### Activity:
Copy all lines holding the word "below" from the entries.
──────── Provided information ────────
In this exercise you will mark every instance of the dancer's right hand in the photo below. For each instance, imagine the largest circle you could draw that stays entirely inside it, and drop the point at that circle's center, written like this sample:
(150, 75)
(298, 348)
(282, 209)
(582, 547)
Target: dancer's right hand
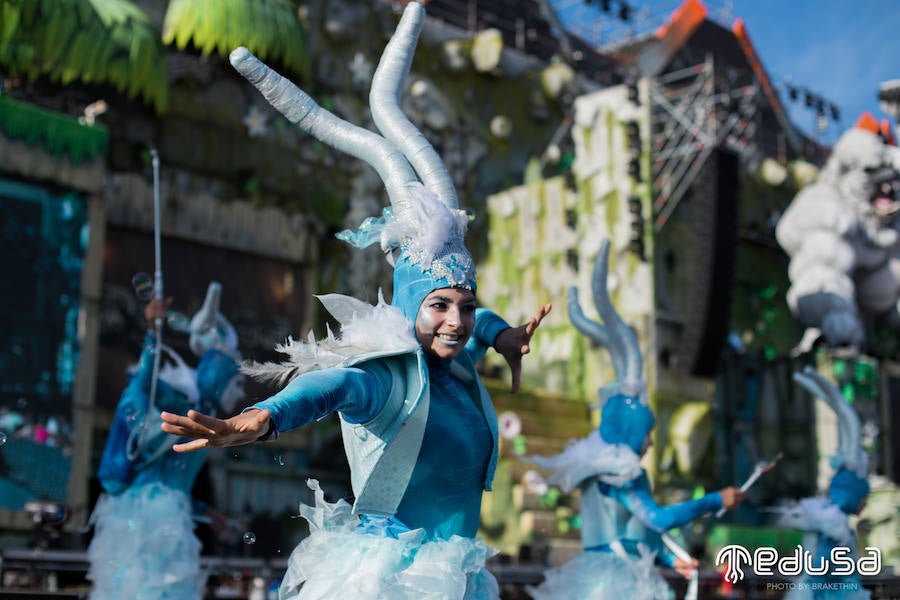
(208, 431)
(731, 497)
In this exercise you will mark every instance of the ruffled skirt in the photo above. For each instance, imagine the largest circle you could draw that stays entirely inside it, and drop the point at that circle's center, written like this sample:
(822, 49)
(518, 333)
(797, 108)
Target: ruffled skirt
(144, 546)
(346, 560)
(603, 576)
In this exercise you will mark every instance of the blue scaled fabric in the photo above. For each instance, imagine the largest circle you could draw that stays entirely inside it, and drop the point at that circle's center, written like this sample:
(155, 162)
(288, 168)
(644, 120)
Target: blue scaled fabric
(411, 531)
(143, 544)
(622, 525)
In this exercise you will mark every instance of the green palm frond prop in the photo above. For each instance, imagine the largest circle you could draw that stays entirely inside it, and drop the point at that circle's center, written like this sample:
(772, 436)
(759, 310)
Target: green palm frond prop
(269, 28)
(93, 41)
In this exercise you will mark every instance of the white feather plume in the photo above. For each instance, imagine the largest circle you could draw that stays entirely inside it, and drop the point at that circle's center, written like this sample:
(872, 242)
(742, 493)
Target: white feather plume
(817, 514)
(365, 329)
(423, 224)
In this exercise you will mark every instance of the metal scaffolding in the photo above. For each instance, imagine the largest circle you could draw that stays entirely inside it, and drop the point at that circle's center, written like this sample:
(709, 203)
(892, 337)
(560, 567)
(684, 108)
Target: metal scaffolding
(690, 118)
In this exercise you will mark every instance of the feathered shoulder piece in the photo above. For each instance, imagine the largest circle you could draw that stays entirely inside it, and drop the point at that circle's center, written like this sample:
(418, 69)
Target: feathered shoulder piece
(365, 330)
(615, 464)
(816, 514)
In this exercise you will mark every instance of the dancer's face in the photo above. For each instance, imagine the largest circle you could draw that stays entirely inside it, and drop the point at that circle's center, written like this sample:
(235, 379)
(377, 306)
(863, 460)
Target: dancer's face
(445, 321)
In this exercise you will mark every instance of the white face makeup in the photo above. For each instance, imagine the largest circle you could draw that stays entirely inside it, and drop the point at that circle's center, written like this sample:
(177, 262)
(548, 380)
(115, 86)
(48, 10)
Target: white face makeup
(445, 321)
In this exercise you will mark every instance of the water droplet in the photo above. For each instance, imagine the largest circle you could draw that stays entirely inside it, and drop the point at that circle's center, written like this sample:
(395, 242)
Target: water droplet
(143, 286)
(178, 322)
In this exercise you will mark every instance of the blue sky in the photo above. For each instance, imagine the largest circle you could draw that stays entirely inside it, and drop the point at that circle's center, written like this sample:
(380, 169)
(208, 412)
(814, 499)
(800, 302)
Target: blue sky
(839, 49)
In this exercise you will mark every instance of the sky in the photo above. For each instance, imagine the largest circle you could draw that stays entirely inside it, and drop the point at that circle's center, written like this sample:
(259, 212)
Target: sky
(841, 50)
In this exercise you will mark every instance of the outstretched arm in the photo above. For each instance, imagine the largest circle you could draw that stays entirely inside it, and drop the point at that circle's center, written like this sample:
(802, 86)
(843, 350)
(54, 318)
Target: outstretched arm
(359, 393)
(510, 342)
(637, 499)
(514, 343)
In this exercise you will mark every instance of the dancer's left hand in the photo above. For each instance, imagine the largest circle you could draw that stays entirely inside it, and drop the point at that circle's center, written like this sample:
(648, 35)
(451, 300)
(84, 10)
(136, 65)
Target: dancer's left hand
(686, 568)
(513, 344)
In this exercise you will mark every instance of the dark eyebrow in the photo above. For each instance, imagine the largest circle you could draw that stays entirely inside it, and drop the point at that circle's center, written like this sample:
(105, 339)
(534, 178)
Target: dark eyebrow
(448, 300)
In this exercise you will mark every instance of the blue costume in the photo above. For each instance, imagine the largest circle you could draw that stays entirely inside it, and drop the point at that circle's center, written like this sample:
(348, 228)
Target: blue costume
(622, 525)
(143, 544)
(412, 527)
(420, 433)
(623, 529)
(826, 519)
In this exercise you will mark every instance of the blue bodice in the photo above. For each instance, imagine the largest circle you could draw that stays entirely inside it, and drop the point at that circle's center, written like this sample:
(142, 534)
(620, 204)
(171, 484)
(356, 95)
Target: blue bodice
(122, 464)
(443, 495)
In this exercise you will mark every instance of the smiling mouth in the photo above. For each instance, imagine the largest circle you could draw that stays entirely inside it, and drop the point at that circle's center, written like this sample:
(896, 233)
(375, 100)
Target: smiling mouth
(448, 339)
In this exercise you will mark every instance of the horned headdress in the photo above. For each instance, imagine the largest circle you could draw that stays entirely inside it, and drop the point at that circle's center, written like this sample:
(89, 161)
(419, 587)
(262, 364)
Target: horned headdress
(625, 416)
(422, 230)
(848, 487)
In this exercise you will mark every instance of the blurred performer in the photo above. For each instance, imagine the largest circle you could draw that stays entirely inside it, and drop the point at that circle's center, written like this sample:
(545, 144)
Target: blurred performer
(623, 529)
(143, 544)
(827, 519)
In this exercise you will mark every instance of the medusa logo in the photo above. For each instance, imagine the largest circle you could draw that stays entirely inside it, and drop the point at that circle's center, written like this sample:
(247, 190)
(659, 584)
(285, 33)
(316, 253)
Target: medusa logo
(733, 555)
(766, 561)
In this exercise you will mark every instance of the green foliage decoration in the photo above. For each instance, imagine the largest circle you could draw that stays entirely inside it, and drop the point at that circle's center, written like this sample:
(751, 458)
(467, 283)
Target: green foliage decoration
(61, 135)
(92, 41)
(270, 29)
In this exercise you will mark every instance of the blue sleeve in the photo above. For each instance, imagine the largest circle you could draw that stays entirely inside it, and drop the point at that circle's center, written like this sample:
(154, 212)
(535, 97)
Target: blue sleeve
(487, 326)
(356, 392)
(116, 469)
(636, 497)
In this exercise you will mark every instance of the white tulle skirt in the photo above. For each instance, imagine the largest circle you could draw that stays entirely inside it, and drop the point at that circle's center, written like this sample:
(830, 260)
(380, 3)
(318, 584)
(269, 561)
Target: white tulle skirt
(339, 560)
(603, 576)
(818, 589)
(144, 547)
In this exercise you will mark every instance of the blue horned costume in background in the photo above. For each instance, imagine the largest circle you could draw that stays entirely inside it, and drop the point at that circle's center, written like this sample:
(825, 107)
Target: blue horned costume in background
(143, 544)
(623, 529)
(826, 519)
(420, 432)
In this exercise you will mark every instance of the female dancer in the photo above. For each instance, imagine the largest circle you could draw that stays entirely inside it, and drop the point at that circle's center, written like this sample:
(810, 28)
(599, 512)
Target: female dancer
(826, 520)
(419, 429)
(143, 544)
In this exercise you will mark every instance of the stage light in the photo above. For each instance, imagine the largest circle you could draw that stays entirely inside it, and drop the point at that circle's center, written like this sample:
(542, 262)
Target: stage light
(636, 235)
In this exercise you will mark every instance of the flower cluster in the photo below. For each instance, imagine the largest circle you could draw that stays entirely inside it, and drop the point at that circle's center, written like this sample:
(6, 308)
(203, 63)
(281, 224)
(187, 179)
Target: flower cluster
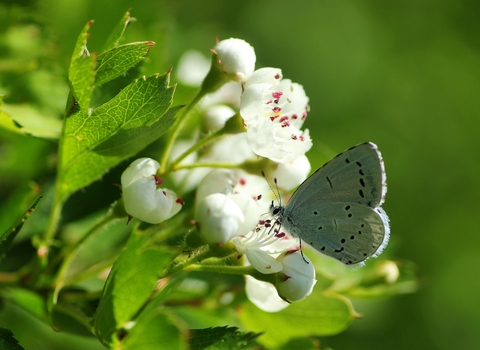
(251, 123)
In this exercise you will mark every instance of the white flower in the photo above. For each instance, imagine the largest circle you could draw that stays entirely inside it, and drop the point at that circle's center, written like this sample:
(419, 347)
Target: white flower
(290, 175)
(274, 111)
(223, 216)
(216, 116)
(192, 68)
(142, 198)
(252, 186)
(263, 295)
(255, 245)
(298, 277)
(236, 58)
(228, 94)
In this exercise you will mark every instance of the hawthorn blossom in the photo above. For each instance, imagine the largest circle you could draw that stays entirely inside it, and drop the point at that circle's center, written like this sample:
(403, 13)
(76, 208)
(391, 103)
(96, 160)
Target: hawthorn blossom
(298, 276)
(222, 216)
(274, 110)
(142, 196)
(236, 58)
(264, 295)
(290, 175)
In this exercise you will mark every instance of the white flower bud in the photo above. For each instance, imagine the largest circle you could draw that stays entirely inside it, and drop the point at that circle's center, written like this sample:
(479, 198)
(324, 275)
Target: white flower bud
(236, 58)
(299, 277)
(290, 175)
(192, 68)
(219, 218)
(263, 295)
(142, 198)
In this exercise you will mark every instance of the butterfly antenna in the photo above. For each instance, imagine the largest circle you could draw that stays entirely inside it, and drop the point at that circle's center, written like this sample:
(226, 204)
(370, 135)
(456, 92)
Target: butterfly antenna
(301, 251)
(276, 191)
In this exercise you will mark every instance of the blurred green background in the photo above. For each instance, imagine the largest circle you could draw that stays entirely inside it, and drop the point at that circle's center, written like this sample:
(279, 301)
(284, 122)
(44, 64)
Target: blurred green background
(403, 74)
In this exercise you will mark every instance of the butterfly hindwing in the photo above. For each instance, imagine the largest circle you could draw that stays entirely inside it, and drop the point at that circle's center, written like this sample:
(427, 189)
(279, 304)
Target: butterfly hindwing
(349, 232)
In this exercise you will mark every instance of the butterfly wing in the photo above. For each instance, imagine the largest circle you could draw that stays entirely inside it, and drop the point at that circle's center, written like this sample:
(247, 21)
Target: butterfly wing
(356, 175)
(336, 210)
(349, 232)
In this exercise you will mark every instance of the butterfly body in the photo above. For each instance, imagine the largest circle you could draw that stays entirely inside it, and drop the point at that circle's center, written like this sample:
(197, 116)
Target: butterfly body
(337, 210)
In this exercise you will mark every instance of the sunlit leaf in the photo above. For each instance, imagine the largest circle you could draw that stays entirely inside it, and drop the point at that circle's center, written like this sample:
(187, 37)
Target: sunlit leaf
(82, 69)
(220, 338)
(131, 282)
(96, 140)
(8, 236)
(317, 315)
(153, 330)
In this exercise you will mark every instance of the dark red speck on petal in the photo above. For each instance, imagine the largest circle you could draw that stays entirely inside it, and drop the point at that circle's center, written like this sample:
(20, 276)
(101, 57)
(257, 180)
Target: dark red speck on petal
(158, 181)
(277, 94)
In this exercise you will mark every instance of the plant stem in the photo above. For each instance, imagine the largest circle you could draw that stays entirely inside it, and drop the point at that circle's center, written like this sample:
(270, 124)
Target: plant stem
(177, 126)
(210, 165)
(59, 281)
(203, 142)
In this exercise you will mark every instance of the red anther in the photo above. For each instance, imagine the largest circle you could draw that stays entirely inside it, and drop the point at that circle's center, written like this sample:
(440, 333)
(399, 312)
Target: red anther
(158, 181)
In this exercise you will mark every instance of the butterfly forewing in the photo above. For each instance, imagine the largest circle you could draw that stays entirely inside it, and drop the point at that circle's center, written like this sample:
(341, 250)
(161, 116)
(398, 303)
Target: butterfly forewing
(356, 175)
(336, 210)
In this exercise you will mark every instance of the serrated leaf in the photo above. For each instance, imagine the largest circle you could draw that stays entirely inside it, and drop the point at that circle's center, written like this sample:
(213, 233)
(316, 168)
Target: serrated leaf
(26, 120)
(8, 236)
(141, 104)
(81, 73)
(318, 315)
(131, 282)
(153, 330)
(221, 338)
(118, 31)
(118, 60)
(8, 341)
(126, 141)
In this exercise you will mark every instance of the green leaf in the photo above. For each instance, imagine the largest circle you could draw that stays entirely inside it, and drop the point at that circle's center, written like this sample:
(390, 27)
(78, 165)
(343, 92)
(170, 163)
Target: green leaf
(118, 60)
(153, 330)
(86, 151)
(319, 315)
(220, 338)
(117, 33)
(8, 341)
(82, 69)
(26, 120)
(130, 284)
(17, 203)
(137, 139)
(8, 236)
(29, 301)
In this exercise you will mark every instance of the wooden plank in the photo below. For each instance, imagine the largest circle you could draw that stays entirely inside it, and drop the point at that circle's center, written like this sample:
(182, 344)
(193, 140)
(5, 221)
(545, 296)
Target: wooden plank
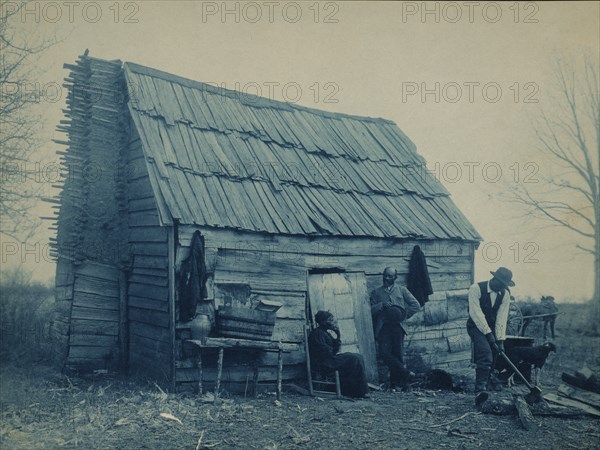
(288, 331)
(149, 291)
(171, 297)
(94, 314)
(256, 281)
(147, 234)
(123, 328)
(143, 204)
(241, 374)
(84, 326)
(147, 303)
(150, 331)
(158, 346)
(447, 250)
(91, 352)
(157, 318)
(162, 273)
(93, 340)
(243, 343)
(439, 345)
(452, 328)
(97, 271)
(436, 359)
(150, 262)
(97, 286)
(458, 308)
(95, 301)
(152, 280)
(364, 325)
(158, 351)
(143, 218)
────────
### Task response:
In this exercise you will mark every instance of the dancer's right hand in the photo below. For each instance, imagine the largest circle you could draw that stays entirely inside it, and drop the point at that circle's center, written like this sample:
In this exercise you will mark every instance of the flower cluster in the photo below. For each instance, imagine the largest circle you could draw that stays entirely inside it, and drop the point at that circle's center, written like this sample:
In this exercise you will mark every instance of the wooden plank in the photo below. For each instance, imagine the largest circle you could draw that stays entirely inside it, and drop the point at that circle's center, written like this sample:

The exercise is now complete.